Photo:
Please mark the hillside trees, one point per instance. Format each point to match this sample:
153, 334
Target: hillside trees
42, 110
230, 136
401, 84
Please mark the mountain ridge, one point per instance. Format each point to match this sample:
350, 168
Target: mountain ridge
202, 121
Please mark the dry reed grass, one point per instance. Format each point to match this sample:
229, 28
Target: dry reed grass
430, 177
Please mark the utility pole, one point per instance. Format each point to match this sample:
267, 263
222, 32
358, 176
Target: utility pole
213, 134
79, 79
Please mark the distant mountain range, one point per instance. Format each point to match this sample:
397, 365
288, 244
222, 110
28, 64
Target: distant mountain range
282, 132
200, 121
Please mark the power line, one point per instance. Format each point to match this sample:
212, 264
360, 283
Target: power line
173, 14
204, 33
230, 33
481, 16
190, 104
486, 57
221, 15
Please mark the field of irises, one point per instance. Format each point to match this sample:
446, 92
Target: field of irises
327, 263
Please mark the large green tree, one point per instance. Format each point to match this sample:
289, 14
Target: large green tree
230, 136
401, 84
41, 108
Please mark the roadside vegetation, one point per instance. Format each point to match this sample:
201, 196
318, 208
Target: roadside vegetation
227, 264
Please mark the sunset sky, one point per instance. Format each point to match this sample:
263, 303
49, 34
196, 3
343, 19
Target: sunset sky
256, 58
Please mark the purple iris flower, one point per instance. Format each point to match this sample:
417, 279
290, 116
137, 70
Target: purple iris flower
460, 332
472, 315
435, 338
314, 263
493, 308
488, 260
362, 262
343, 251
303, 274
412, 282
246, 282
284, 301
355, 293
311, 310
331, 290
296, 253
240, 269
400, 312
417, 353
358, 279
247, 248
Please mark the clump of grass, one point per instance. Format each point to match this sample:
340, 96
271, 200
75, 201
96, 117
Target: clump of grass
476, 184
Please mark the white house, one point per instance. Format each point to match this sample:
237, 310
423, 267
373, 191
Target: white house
☆ ☆ ☆ ☆ ☆ ☆ ☆
■ Request
Copy out, without changes, the lines above from the one containing "Please mark the clump" through the end of the records.

■ Output for this task
Please mark the clump of grass, one point per instance. Format each point to match this sample:
340, 96
271, 200
75, 201
96, 117
Target: clump of grass
476, 184
Please mark the white house, one point per instance. Format each point to match this sample:
237, 310
423, 267
373, 191
Target: white house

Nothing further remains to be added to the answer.